╭─ Data to use

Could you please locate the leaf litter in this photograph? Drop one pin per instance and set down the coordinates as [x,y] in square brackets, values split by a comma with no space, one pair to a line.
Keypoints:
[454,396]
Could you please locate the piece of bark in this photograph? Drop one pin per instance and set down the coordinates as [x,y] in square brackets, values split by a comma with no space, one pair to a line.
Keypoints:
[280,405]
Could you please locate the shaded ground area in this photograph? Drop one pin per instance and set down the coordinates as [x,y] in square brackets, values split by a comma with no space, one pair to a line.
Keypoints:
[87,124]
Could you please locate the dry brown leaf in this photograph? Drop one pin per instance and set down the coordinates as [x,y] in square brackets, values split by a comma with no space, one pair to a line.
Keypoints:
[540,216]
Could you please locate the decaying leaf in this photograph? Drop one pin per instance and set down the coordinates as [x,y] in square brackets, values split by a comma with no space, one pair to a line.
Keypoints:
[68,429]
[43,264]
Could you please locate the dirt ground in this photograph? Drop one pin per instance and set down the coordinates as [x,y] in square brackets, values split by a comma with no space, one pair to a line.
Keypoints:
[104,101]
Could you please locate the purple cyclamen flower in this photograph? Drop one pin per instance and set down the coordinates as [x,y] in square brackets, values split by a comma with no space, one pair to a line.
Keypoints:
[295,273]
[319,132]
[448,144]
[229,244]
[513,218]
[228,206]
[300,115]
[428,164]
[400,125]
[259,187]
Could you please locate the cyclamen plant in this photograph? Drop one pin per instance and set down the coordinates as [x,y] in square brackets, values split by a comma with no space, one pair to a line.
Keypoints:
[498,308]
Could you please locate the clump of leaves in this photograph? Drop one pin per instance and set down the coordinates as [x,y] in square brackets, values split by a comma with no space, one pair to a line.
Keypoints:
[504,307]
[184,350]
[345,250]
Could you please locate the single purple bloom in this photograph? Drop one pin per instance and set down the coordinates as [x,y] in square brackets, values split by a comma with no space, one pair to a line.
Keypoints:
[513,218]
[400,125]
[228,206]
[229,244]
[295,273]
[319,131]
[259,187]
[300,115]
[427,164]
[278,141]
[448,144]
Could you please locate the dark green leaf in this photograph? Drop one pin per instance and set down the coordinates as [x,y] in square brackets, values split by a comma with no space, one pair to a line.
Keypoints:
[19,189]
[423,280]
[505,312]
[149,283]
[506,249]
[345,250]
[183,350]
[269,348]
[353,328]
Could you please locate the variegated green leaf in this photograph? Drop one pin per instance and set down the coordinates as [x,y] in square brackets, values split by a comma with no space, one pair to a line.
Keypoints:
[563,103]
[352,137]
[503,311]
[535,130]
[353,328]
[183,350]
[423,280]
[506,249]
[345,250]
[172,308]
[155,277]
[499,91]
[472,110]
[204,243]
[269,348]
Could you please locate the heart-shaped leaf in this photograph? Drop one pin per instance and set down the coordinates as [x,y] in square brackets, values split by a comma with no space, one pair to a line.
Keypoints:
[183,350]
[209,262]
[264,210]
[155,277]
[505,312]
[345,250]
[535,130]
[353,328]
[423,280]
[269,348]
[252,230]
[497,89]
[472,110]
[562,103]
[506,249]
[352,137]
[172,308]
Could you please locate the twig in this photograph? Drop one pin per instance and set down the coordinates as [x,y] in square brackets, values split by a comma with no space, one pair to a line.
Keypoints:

╰─

* **About this task**
Retype the whole listing above exactly.

* **Problem solution**
Could you please locate the leaf litter in this photograph? Drop one pin per instance and set down the coordinates as [x,y] in square brackets, values split by a comma with no space, one pair to a line.
Keypoints:
[454,396]
Could you please locate the piece of bark in this photograph? Drop one pin per instance and set down the coordinates as [x,y] in square brackets, values split by a comma with no space, one pair to a line.
Keypoints:
[280,405]
Could you please locate the shaded ground area in this photograph? Drop one pin per instance and set down the coordinates as [x,y] in square brackets, values split by a comma with no space, one pair to a line.
Keypoints:
[87,124]
Could you please locate the dry brown leaf in this photograph? Drop one pin per instance and set down the coordinates as [x,y] in square brackets, values split by a comma with no space, one pair to a line.
Keypoints:
[540,216]
Could you please locate the decaying leaf in this photograph? Drop one pin per instance and set down the coordinates as [x,y] in square brackets, values split by a comma with no space, one pair to a line.
Keypoints:
[68,429]
[43,264]
Could you please locate the dirt ground in this photograph? Drop one pin per instance and set down the coordinates as [x,y] in square brackets, values split by a comma with no space, one pair to a line.
Keypoints:
[104,101]
Could you please locate the purple cyclamen flower in this photograph? Drop one pin per instance and set down the coordinates as [x,y] in square brackets, values split by a comma with no space, one pair to a line.
Keypoints:
[295,273]
[319,132]
[448,144]
[229,244]
[513,218]
[228,206]
[300,115]
[428,164]
[400,125]
[259,187]
Could you please locate the cyclamen plant in this photograph? Drop one pin per instance and set down the coordinates as [x,y] in square brackets, values split by a comma with no space, one pair to a line.
Keypoints:
[498,308]
Could you please locate the clump of leaves in this photograph? Drop one pin per instance and set down the coordinates as [x,y] in square brackets, values split by a comma with no space, one pair to a line.
Keypoints:
[504,307]
[184,350]
[345,250]
Could you please locate the single purple bloom in this photograph? Drop one pin per instance and set down the coordinates as [x,y] in square brackets, values split by a comma with no space, one pair to a line.
Keypoints:
[513,218]
[400,125]
[228,206]
[229,244]
[295,273]
[319,131]
[259,187]
[300,115]
[427,164]
[278,141]
[448,144]
Could you please locate the dark green leaf in this photograph? Drop one pin per instance and set down the coordinates as [x,y] in square brackets, values split by a comma with no space, one pair to a line.
Keypoints:
[19,189]
[423,280]
[505,312]
[149,283]
[506,249]
[345,250]
[183,350]
[269,348]
[353,328]
Could you please locate the variegated green leaf in this photograph? Drop one pin per instance and set down the coordinates as [x,y] in square brackets, values split by a comma with no space, one pair to a line.
Keypoints:
[563,103]
[352,137]
[503,311]
[535,130]
[353,328]
[183,350]
[423,280]
[506,249]
[345,250]
[172,308]
[155,277]
[499,91]
[472,110]
[204,243]
[269,348]
Could you please locate the heart-shaped leaf in this photograph? Drop one pin per instance and set down the coordinates as [x,y] in square brackets, values split by a comma with no space, one pair to a line.
Keypoints:
[183,350]
[209,262]
[264,210]
[155,277]
[505,312]
[345,250]
[535,130]
[353,328]
[423,280]
[269,348]
[252,230]
[497,89]
[472,110]
[562,103]
[506,249]
[352,137]
[172,308]
Could you please locate the twig in this photograph? Drop one pin per instance and set down the coordinates as [x,y] in square brackets, values split by a comma with no space, one pair to a line.
Keypoints:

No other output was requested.